[start SOURCE]
The jury was not asked whether Officer Johnston skip-fired or direct-fired the round on the special verdict form. The district court decided, post-trial, that he had skip-fired the round in accordance with his training. We find the controlling standard did not allow the district court the leeway to make this finding. The inferences required to make this finding were not favorable to Appellant.
The jury was not required to believe Officer Johnston’s testimony that he did not directly fire into the crowd, nor his testimony that he did not fire the shot that injured Appellant. Separately, Appellant offered evidence that the Stinger rounds that injured Appellant are “unpredictable,” even when skip fired. Accordingly, Appellant’s “direct fire” theory could not be foreclosed. On this record, the district court erred by finding, post-trial, that Officer Johnston fired a skip-shot in accordance with his training. Therefore, we conclude that the district court erred in entering judgment for Appellee Johnston on qualified immunity.
[end SOURCE]
[start DATA IN THIS EXERCISE]
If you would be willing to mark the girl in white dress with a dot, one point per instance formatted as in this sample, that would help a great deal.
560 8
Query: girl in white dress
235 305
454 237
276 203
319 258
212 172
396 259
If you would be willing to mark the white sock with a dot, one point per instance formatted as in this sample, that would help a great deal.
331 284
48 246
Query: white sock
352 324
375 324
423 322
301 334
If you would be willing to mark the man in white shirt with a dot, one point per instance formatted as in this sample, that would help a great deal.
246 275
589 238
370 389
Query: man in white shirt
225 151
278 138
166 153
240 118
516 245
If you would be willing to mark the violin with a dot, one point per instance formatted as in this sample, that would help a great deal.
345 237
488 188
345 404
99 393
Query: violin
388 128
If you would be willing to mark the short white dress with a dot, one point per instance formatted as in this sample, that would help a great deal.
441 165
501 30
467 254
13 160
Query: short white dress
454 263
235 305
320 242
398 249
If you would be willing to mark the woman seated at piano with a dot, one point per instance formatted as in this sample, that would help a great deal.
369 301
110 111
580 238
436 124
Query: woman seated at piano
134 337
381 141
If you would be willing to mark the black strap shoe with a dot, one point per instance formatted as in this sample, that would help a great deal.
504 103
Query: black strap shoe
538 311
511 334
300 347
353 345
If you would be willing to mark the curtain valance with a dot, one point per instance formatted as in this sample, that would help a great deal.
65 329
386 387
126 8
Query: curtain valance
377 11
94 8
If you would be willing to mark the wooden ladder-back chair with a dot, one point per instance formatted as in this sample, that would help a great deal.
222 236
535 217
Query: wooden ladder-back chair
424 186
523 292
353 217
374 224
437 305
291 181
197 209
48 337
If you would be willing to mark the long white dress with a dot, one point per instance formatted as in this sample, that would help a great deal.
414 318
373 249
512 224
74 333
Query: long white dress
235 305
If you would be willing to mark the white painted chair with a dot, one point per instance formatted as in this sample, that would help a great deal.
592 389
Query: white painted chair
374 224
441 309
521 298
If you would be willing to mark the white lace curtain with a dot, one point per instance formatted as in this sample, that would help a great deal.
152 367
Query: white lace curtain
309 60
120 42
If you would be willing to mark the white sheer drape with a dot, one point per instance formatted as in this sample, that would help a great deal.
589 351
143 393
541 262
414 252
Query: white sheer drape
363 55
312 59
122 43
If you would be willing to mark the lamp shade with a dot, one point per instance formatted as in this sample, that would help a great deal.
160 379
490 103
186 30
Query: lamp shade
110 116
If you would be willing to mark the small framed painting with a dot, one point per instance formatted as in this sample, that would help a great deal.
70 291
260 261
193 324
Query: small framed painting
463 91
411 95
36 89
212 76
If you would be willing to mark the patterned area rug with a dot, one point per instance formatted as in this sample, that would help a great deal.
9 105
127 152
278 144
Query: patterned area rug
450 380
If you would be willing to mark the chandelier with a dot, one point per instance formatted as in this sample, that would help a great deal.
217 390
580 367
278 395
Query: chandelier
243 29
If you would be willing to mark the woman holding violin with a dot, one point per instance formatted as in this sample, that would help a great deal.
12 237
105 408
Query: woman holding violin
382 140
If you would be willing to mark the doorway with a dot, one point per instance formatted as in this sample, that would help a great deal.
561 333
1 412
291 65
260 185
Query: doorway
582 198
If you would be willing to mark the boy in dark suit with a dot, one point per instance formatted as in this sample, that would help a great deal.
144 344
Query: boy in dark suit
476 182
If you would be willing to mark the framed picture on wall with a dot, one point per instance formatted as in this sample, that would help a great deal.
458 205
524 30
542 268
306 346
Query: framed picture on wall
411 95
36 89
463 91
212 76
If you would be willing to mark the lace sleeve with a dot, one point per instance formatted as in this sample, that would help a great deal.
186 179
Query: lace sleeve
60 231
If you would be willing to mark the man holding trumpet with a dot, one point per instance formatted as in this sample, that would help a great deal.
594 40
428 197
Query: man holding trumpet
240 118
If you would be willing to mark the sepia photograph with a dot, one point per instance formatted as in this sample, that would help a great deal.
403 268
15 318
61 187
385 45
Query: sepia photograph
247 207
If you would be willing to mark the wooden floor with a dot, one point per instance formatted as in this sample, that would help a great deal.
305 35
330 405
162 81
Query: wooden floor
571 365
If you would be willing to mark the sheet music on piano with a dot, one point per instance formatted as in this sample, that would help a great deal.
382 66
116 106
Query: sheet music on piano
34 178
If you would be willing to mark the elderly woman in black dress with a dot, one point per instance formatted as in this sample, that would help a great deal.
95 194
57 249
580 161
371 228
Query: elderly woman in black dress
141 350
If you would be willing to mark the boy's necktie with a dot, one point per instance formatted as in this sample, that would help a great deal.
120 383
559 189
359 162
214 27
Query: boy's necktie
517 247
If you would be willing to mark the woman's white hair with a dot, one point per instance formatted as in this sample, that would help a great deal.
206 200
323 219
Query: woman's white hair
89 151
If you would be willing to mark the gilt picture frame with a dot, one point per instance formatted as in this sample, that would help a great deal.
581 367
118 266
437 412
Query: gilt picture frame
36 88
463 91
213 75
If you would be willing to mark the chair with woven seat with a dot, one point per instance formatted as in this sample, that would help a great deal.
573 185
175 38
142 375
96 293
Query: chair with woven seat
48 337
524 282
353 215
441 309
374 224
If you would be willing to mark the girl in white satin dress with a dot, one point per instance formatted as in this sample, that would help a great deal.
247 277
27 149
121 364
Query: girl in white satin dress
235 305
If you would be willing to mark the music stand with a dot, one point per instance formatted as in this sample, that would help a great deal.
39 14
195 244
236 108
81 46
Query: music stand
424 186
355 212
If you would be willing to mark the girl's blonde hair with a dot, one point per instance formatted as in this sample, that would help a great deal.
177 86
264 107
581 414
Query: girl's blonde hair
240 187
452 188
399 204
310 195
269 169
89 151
[end DATA IN THIS EXERCISE]
- ACTIONS TO TAKE
**1.** Collect every row in the records that contains the string "sheer", matching case exactly.
**2.** Continue the passage on Officer Johnston's Stinger round from the point where it stops.

- ANSWERS BELOW
**1.**
If you would be willing to mark the white sheer drape with a dot, one point per instance formatted as in this sample, that would help a great deal.
Query: white sheer drape

**2.**
Appellees argue that they were unfairly surprised by Appellant’s post-trial argument. However, Appellees had pleaded qualified immunity, so they were on notice that in order to distinguish Nelson v. City of Davis, 685 F.3d 867 (9th Cir. 2012), they needed a finding of fact establishing whether Officer Johnston skip- fired the stinger round. See id. at 887 (“[A] reasonable officer should have known that the firing of the pepperball gun towards Nelson and his friends, given the
3 minimal governmental interests at stake, was in violation of Nelson’s clearly established Fourth Amendment right, even when that force was applied in the larger context of crowd dispersal.”); accord Sanderlin v. Dwyer, --- F.4th ----, 2024 WL 4033065, at *8–9 (9th Cir. 2024) (confirming Nelson as the clearly established law at the time of the protests).
The negligence claim was properly dismissed because Appellant was not able to point to admissible evidence supporting her negligence theory, regardless of the existing Section 1983 claim. Appellant failed to provide sufficient evidence to support her negligence claim, both in opposing summary judgment and in response to Appellees’ motion in limine.
Accordingly, we need not reach the controversy regarding whether Oregon’s negligence claims are inconsistent with Section 1983 claims premised on volitional conduct. The district court did not err in dismissing the state negligence claim.
Each party shall bear its own costs.
AFFIRMED IN PART AND REVERSED IN PART.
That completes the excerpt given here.